━━━ Source

La gazette du carbone

Pour un arsenal juridique décarbonant

The Shifters - Les bénévoles du Shift Project

Chaque semaine, nos propositions tirées de l’expertise du Shift Project pour intégrer les enjeux climatiques au débat parlementaire.

2021 | Semaine 44

C’est avec fierté que nous publions aujourd’hui la réponse des Shifters à une consultation publique du Gouvernement sur les obligations de bilans de gaz à effet de serre pour les PME.
Non moins ambitieux, nous vous proposons également de réfléchir ensemble sur l’avenir de l’industrie spatiale au seuil de la révolution NewSpace.

Sommaire

Notre sélection de la semaine

Réflexions décarbonées

Notre sélection de la semaine

Consultation publique : un bilan de GES simplifié pour les PME?

Réponse des Shifters à une Consultation Publique

Un projet de décret du ministère de la Transition écologique précise les modalités d’applications de l’article 244 de la loi de finances 2021, qui introduit l’obligation de réaliser un bilan simplifié de GES pour les entreprises de 50 à 500 salariés bénéficiaires du Plan de relance.
Avec l’aide précieuse de l’Association Bilan Carbone (ABC), nous, Shifters, avons décidé de répondre à la consultation publique car il nous tient à cœur de proposer des mesures efficaces pour décarboner l’économie française et rappeler qu’un bilan carbone, c’est une opportunité pour agir et construire la résilience du monde bas-carbone de demain !

━━━━━━

Tâches à réaliser:
**A)** Citez fidèlement un passage de la gazette, en commençant aux mots « Consultation publique : un » et en vous arrêtant après « bas-carbone de demain ! ».
**B)** D’après la gazette, les affirmations suivantes sont-elles exactes ? Répondez par oui ou par non, en citant à l’identique les mots du texte qui tranchent : (i) l’obligation de bilan simplifié de GES vise les entreprises de 50 à 500 salariés bénéficiaires du Plan de relance ; (ii) les Shifters ont préparé leur réponse avec l’aide de l’ADEME ; (iii) la gazette paraît chaque mois.
Les lignes qui suivent proviennent d’une autre source.

━━━ Données présentées

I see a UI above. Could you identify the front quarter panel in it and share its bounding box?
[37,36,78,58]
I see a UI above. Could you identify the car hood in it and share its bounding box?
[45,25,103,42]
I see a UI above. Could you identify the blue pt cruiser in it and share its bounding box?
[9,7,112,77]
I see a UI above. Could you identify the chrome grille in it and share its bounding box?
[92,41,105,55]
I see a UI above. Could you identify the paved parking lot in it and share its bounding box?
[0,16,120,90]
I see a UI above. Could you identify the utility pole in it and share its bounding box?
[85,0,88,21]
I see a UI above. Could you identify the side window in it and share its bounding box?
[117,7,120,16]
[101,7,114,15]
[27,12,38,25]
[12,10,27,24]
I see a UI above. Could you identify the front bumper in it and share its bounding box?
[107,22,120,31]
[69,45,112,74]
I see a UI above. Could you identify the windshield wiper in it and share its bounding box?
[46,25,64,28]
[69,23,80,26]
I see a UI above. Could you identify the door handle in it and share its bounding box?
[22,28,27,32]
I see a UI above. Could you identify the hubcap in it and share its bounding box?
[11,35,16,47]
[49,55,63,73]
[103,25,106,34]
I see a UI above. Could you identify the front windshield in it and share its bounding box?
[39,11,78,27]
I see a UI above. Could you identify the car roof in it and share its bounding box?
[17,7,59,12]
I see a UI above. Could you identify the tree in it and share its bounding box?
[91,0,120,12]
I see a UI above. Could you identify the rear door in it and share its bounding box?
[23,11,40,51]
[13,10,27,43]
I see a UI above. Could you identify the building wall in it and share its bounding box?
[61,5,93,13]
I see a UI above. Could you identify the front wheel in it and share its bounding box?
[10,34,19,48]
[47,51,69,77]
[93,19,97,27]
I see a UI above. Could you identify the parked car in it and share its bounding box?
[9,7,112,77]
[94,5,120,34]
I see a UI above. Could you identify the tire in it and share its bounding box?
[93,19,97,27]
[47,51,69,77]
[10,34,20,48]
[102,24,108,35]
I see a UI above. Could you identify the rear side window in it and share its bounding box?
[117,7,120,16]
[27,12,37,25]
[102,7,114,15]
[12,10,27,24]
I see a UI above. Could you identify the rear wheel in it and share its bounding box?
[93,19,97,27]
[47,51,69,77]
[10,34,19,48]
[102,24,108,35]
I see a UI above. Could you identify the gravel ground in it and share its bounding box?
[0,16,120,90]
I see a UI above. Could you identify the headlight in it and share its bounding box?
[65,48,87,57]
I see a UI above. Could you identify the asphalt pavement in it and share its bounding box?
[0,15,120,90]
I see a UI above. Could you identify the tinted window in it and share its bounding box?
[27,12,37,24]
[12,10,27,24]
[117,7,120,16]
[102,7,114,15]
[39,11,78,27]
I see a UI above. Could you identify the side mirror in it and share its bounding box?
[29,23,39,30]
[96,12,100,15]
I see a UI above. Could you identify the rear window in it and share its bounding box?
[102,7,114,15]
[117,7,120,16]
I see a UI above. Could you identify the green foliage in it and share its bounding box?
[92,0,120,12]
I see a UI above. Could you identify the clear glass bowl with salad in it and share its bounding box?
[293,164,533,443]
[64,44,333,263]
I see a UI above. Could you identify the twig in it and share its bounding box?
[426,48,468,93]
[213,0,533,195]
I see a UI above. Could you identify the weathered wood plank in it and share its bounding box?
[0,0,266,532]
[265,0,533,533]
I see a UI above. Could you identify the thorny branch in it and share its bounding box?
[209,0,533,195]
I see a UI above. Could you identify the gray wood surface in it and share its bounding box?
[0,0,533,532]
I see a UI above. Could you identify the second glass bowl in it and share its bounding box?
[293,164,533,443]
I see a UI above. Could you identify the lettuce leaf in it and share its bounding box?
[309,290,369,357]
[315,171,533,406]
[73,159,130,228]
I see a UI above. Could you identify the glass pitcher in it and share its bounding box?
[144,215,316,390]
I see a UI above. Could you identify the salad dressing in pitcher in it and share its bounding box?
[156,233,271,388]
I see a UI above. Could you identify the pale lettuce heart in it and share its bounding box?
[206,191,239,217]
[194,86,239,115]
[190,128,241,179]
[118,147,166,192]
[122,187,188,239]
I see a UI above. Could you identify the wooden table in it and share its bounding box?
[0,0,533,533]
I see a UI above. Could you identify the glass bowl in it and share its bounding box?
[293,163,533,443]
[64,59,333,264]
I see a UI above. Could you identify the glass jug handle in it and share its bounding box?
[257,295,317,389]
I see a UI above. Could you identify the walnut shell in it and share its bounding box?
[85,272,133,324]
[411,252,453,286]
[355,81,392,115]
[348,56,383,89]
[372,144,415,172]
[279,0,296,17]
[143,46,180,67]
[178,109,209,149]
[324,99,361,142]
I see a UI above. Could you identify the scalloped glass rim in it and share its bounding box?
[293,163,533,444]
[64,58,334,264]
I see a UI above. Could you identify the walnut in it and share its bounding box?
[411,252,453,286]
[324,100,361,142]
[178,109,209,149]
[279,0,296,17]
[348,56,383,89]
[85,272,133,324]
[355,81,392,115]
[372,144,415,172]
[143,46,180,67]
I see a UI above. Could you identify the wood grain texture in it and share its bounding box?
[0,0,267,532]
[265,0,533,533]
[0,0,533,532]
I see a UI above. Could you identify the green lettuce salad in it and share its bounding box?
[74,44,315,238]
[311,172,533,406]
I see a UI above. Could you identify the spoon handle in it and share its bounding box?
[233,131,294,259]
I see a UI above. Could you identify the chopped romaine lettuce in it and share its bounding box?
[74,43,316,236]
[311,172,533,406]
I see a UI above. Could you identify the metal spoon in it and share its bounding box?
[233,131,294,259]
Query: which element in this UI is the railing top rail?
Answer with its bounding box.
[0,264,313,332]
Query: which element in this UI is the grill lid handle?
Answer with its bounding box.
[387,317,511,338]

━━━━━━

Réponses dans l’ordre:
**A)**
Consultation publique : un bilan de GES simplifié pour les PME?

Réponse des Shifters à une Consultation Publique

Un projet de décret du ministère de la Transition écologique précise les modalités d’applications de l’article 244 de la loi de finances 2021, qui introduit l’obligation de réaliser un bilan simplifié de GES pour les entreprises de 50 à 500 salariés bénéficiaires du Plan de relance.
Avec l’aide précieuse de l’Association Bilan Carbone (ABC), nous, Shifters, avons décidé de répondre à la consultation publique car il nous tient à cœur de proposer des mesures efficaces pour décarboner l’économie française et rappeler qu’un bilan carbone, c’est une opportunité pour agir et construire la résilience du monde bas-carbone de demain !

**B)**
(i) Oui : « introduit l’obligation de réaliser un bilan simplifié de GES pour les entreprises de 50 à 500 salariés bénéficiaires du Plan de relance ».
(ii) Non : « Avec l’aide précieuse de l’Association Bilan Carbone (ABC) ».
(iii) Non : « Chaque semaine ».